• [Problem description]: From the blog post below on selling natural history objects, list the unusual items given as examples of what individuals pitch to the four dealers on the show.

• [Document excerpt]:
By Jack Ashby, on 4 July 2011

Is it acceptable to sell natural history objects?

Several months ago I had a number of phone and email conversations with a researcher developing a new TV programme in which people sell unusual possessions to art dealers in a Dragon’s Den style format. She wanted my help in finding objects or people with collections that could appear on the show to be sold. I shuddered.

I explained that, according the Museums Association’s Code of Ethics, museums selling their collections into private is very much frowned upon. She changed tack – she had hit upon the entirely correct notion that people who work in museum are themselves extremely fond of collecting. As I say – this is true – we are terrible at throwing things away, and what’s more, being expert curators in our fields, we know what things are worth keeping (and I don’t just mean financially). In the end I told her that none of UCL Museums would contemplate selling things in such a forum, but eventually agreed I would send her email on to my colleagues “in case they knew anyone who had something unusual in a cupboard at home”.

This programme is now on air – it’s called Four Rooms on Channel Four. I’ve watched a few episodes and I must admit I find it compelling viewing. Individuals pitch their unusual items – plasticine traveling menageries, Vivienne Westwood hats, gold dentures, Tracey Emin prints – to the four dealers, then go to them one at a time and receive offers for them. It’s a clever format – they have to reject an offer before going to the next dealer, and can’t go back. They often end up rejecting an offer which is higher than the ones they get in subsequent rooms. While it’s reminiscent of Dragons Den, the dealers are extremely genial.

This all sounds well and good, unless it comes to natural history. Art has always been traded by individuals – art has economic value – it’s more or less built for it. When you begin assigning financial value to animal specimens you are devaluing it in any real sense.

What follows here is what I think, it isn’t the official view of UCL Museums & Collections, although UCL encourages responsible debate around these issues.

In Episode Four a young zoology graduate sold a taxidermy leatherback turtle for £1250. Leatherbacks are listed as Critically Endangered by the International Conservation Union, and are on Appendix I (the highest) of the Convention in International Trade in Endangered Species (CITES). This means it has the strictest possible controls and becomes extremely difficult, if not impossible, to undertake commercial activities (including sale, or for that matter film it for entertainment) or cross international borders with leatherback material. This animal is so endangered that there are international laws to protect it.

While there are antiques derogations to these laws, the legal or ethical side of selling such material is not covered at all by this programme. The problem with selling animals is that it perpetuates a market for their continued sale – including those killed for the purpose – irrespective of legality. This programme makes people think it’s acceptable to treat animal remains as commodities, and by putting a (high) price on their heads, massively devalues them. I think it would make an interesting addition to the programme if they were to include some aspect of this debate. Four Rooms should address this issue.

• [Dataset excerpts]:

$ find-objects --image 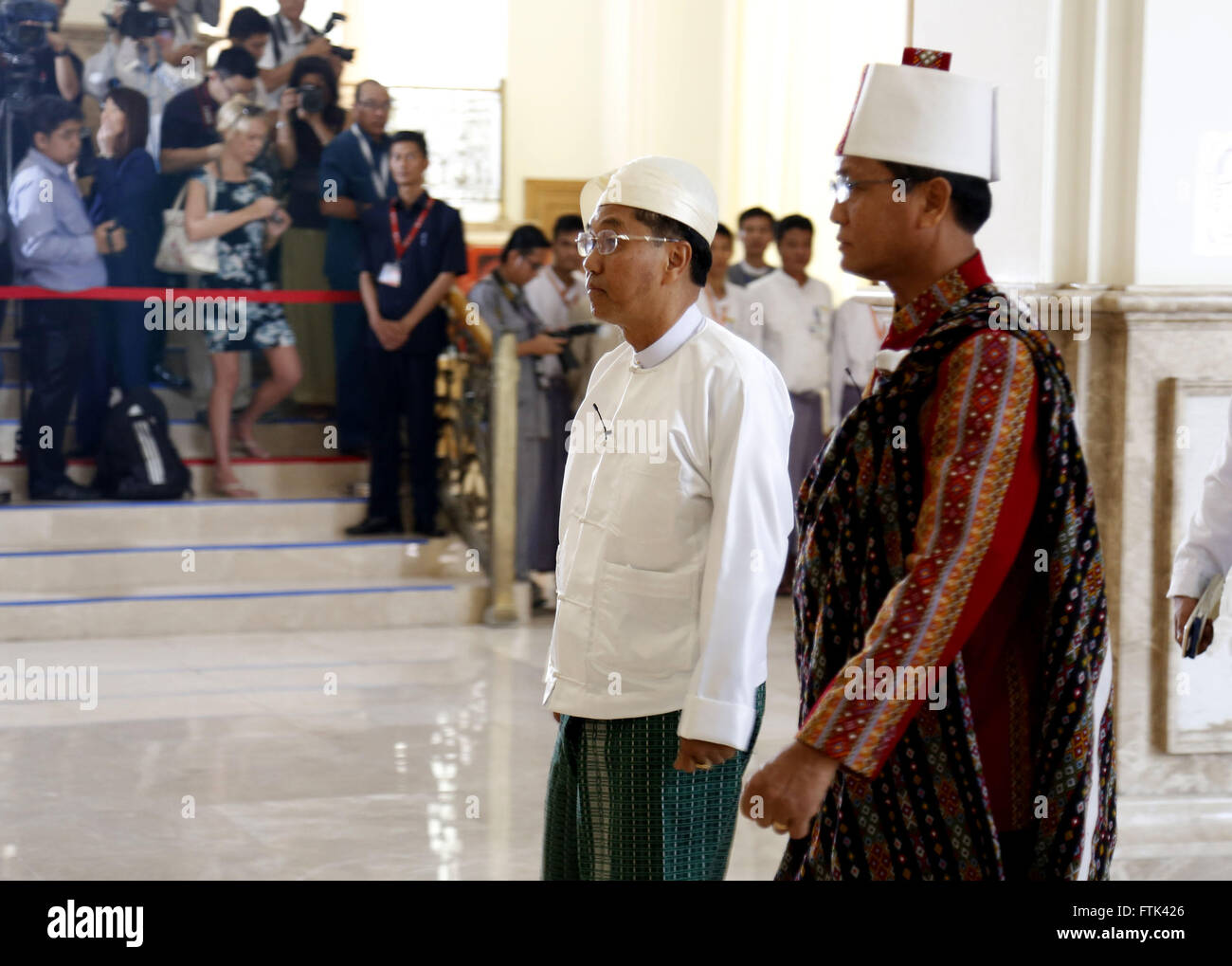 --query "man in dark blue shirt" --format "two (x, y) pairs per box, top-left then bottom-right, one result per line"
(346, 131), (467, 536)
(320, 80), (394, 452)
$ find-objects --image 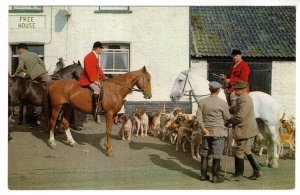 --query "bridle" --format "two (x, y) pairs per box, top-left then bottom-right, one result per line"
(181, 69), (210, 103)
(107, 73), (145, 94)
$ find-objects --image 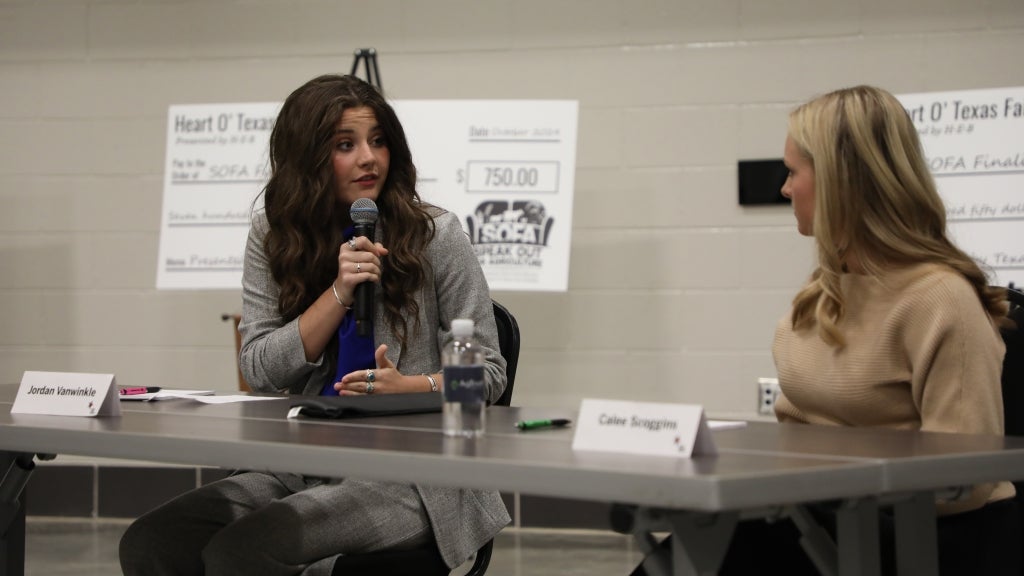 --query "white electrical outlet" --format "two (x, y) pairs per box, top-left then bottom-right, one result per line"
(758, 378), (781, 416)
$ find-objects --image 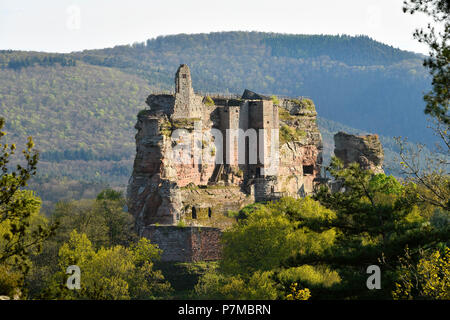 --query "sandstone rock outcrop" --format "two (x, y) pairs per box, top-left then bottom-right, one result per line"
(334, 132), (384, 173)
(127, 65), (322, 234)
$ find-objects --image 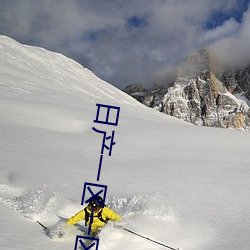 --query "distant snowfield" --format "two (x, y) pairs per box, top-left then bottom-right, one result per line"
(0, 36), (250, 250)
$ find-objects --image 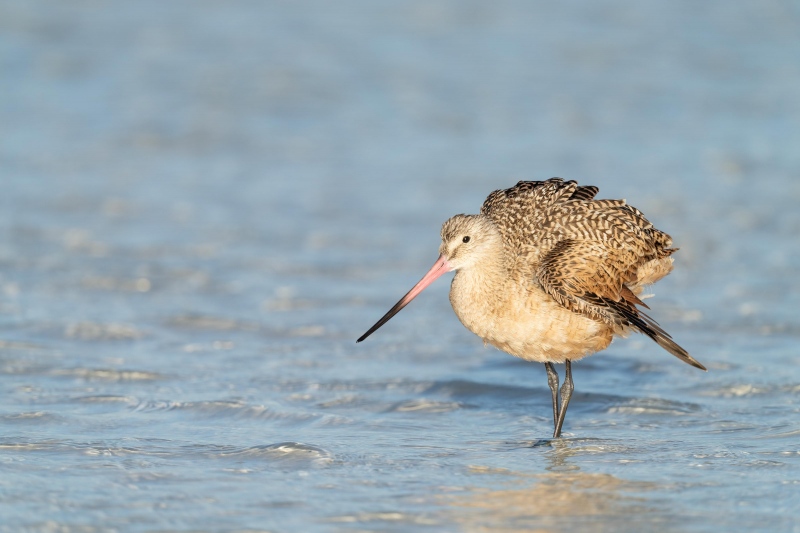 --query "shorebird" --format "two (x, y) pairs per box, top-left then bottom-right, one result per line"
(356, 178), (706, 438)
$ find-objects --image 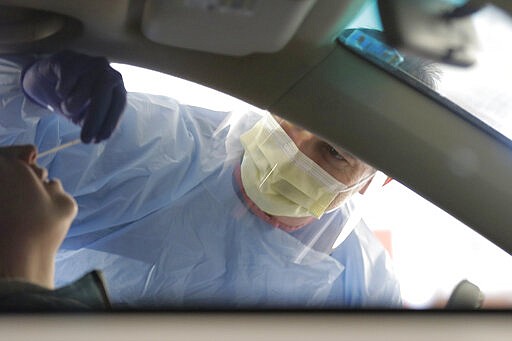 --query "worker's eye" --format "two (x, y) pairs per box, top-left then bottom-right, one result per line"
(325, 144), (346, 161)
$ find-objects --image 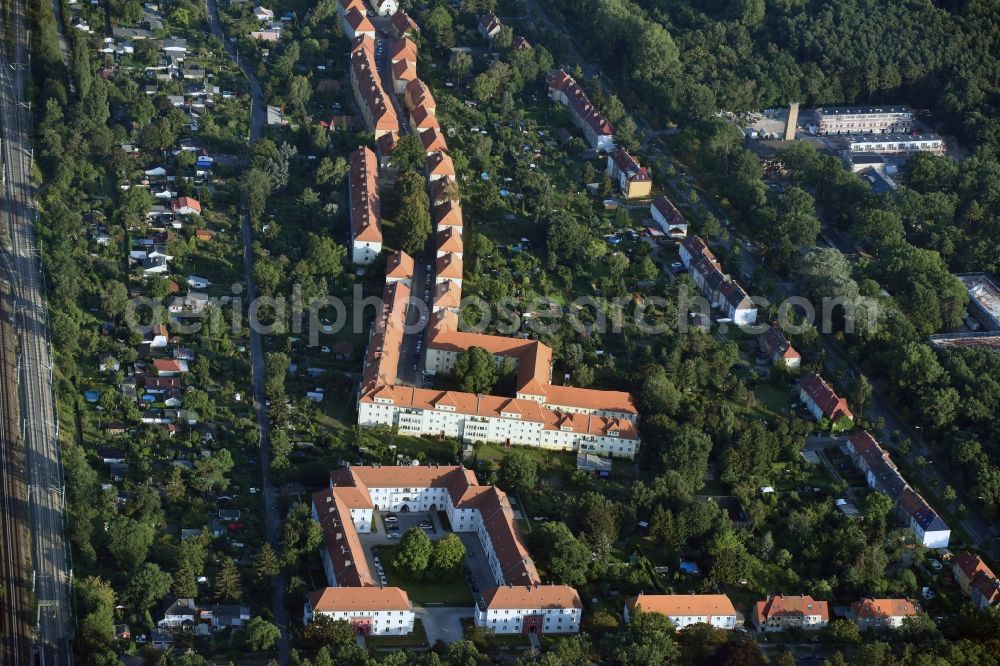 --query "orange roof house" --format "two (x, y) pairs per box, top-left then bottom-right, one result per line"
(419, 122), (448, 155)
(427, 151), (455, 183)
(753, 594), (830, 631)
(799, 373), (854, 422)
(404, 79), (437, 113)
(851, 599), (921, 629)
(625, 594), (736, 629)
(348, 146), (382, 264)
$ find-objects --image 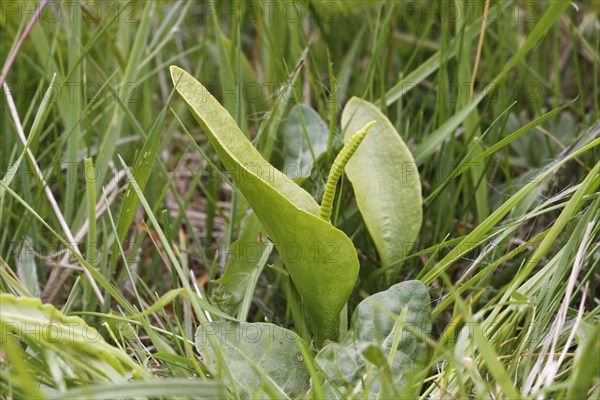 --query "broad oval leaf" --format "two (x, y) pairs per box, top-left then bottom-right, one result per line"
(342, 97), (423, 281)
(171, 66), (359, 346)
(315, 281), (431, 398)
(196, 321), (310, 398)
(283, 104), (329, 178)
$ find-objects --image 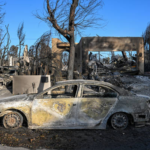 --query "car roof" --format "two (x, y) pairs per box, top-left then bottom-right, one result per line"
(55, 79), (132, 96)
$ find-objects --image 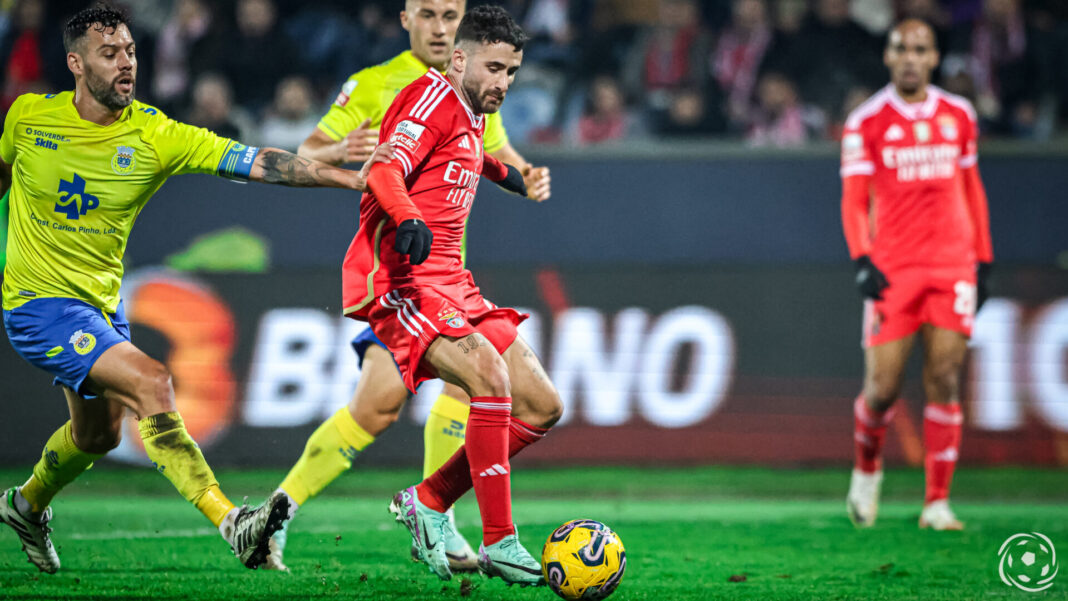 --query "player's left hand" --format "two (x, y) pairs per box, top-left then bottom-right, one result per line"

• [Finished task]:
- plasticine traveling menageries
- Vivienne Westwood hats
- gold dentures
- Tracey Emin prints